* **Work request**: Wherever a picture sits, omit it. Output the rest of the listing exactly.
*-*-*
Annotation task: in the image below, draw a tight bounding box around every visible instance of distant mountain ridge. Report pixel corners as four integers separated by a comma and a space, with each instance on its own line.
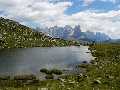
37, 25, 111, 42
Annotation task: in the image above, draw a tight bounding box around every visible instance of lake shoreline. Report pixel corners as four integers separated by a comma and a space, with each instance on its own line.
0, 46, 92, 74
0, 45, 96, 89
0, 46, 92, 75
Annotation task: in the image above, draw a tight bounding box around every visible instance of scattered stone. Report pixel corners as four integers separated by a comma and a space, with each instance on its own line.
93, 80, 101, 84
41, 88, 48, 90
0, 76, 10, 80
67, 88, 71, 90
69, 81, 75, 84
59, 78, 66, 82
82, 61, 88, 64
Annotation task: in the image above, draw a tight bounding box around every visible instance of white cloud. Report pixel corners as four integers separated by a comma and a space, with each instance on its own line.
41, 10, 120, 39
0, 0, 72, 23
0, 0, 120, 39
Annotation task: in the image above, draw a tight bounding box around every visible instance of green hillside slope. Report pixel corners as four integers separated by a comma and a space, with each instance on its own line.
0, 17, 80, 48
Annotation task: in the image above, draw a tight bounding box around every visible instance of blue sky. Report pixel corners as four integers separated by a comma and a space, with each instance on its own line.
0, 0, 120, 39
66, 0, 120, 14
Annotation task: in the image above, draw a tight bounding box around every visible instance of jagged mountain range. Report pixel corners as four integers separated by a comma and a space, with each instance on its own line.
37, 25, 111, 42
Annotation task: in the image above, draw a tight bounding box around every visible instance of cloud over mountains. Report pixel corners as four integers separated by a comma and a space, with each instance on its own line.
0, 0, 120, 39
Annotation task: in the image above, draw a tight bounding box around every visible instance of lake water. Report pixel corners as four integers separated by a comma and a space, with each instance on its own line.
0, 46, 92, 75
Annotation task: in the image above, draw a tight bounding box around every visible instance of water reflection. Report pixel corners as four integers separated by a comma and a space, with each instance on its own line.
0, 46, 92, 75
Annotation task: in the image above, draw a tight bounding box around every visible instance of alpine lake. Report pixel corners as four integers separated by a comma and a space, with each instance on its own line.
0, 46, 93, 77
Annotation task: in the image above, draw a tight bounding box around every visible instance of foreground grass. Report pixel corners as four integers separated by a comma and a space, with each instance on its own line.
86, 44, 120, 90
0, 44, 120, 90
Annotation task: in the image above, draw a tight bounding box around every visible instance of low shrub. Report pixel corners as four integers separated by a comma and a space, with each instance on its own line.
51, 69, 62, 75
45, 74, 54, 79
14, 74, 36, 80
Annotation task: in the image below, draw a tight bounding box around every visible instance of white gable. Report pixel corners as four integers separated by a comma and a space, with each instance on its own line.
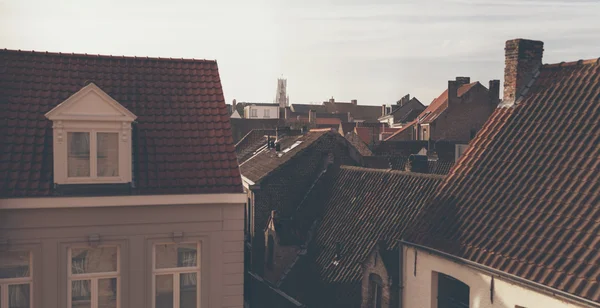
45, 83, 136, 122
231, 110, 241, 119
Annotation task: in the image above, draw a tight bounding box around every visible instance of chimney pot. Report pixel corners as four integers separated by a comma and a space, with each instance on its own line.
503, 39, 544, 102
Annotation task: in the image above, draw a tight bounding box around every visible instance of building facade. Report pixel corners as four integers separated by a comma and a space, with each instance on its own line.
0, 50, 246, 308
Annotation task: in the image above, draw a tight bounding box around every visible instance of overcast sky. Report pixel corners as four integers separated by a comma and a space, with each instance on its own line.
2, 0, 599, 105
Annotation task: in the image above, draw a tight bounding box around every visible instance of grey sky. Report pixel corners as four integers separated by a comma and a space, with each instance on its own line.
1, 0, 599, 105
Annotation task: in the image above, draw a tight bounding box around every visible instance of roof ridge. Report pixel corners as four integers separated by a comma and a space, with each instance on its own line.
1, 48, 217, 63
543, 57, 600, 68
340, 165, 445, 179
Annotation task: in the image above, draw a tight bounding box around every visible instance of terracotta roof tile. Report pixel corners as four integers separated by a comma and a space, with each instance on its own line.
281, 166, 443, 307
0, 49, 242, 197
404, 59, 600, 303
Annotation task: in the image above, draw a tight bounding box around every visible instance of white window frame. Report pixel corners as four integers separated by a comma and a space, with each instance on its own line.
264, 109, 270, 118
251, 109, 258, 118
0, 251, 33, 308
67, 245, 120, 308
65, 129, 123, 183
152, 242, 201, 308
*-*-*
* **Solution to this exercise**:
Annotation task: in the image below, draw a tight bounding box around every visible instance of distant mountain ridge. Report pixel corners as four integers separated by a comma and a space, with each instance on its own line.
37, 25, 111, 42
Annotation task: in the image above, draw a tight bounding box around every visible instance of lake shoreline. Report pixel corners as four integers separated by a comma and a space, with each instance on its own line.
0, 46, 92, 74
0, 45, 96, 89
0, 46, 92, 75
Annotation task: in the image above, draw a tight bounding box around every visible instance of scattered stone. Report pixel corners as four integers separated by a comma and a space, with each instance on its own line.
93, 80, 101, 84
41, 88, 48, 90
0, 76, 10, 80
67, 88, 71, 90
69, 81, 75, 84
59, 78, 66, 82
82, 61, 88, 64
Annotation task: in the image above, draw a tight bounding box around every visible instance of white cloud. Report pixel corners as four integers separated by a comma and a space, with each instance on its own line.
41, 10, 120, 39
0, 0, 72, 23
0, 0, 120, 39
Annotation task: in the image above, draw a tight bounding box around every visible instance of green hillside slope. Report pixel corners as four integers separated by a comma and a space, with each instance on its own line.
0, 17, 80, 48
Annotation task: in the image above, draw a tight bounding box around every visible instance of blue sky. Report pixel corners as four integers separated by a comma and a space, with each instance on its own line.
0, 0, 120, 39
66, 0, 120, 14
Annotation task: in the image above, draw a tight bounding box around every visible instance of jagged mountain range. Report pixel corners as four integers separated by a comma and a space, with each instance on its own line.
37, 25, 111, 42
Annotation task: in the image above, draw a tight bounding box around every visible instance of cloud over mountains. Report pixel corners as four integers separated by a comma and a space, with each instance on its own line.
0, 0, 120, 39
Annotation task: in the image above, draw a tight bounding box around every visible instance of lake water. Report pixel corners as four integers separated by a comma and a space, with each instance on its own line.
0, 46, 92, 75
Annotation task: in the image above, draw a tight bounding box around every visible instance of water reflection. Report pixel corners as four integers separated by a comma and a space, with each instance on its own line.
0, 46, 92, 75
Annotation task: in the image above, draw a tight bounding box around every visible instance of alpine lake. Report pixel corners as four integers separated by a comma and a space, with each instance on its own line.
0, 46, 93, 77
Annotation task: in the image above, draw a tight bounding box around every visible instance of foreground grass. Report pixel corners as four integers separated by a comma and a space, with each instance on its own line.
86, 44, 120, 90
0, 44, 120, 90
Annotation task: in the image above, draw a tight bounding box around every visible instance of low shrub. Report pixel corners as four integers separated by a comma and a space, with each instance on its own line.
51, 69, 62, 75
45, 74, 54, 79
14, 74, 36, 80
Annotation task: in the image below, draw a tight bounding box around every visible instance of white gable. Report pixel corners as four integers separated by a comma and a space, with each instance on its own line.
45, 83, 136, 122
231, 110, 241, 119
Annotation task: in the image above, draw a tight bounding box around every visible instance of chimney pot. Report pixel corners as four integers separated by a comma and a space, with each instance on its own line.
503, 39, 544, 102
Annotation task: in the image above, draw a tight bounding box around every visible instance of building facade. Report pixel corners as four integers separated by a comma and a space, with each instance on its own line.
0, 50, 246, 308
Annotation task: in the image above, draw a tight bounding box around every visible instance of overcast sky. Report pixel corners as four integers separated by a comma and a space, with each instance on its own line.
2, 0, 599, 105
Annotation task: in the image above, draw a tight bounding box around every visible instance of grey sky. Report pixel corners as four integers separated by a comma and a space, with each instance on its own line.
1, 0, 599, 105
Annotation task: in the image above, draw a tight bounding box around every visible instance of roof ridge. Report pixel corners as four integers separated by a comma and a space, with each instance on its own line.
1, 48, 217, 63
543, 57, 600, 68
340, 165, 445, 179
Annotation task: in the image above, draw a tight bounding box around every visible instance of terracotta roof tile. Report pixel corners as four integers separated by a comma and a space, with each instance on its own line.
281, 166, 443, 307
0, 49, 242, 197
404, 59, 600, 303
Annotation task: in the image above, draw a tight bounding box around every visible instance of white window frame. Report pixel corners as four integers separated by a comma and a space, with each instance on its own line.
264, 109, 270, 118
251, 109, 258, 118
0, 251, 33, 308
67, 245, 120, 308
65, 129, 123, 183
152, 242, 201, 308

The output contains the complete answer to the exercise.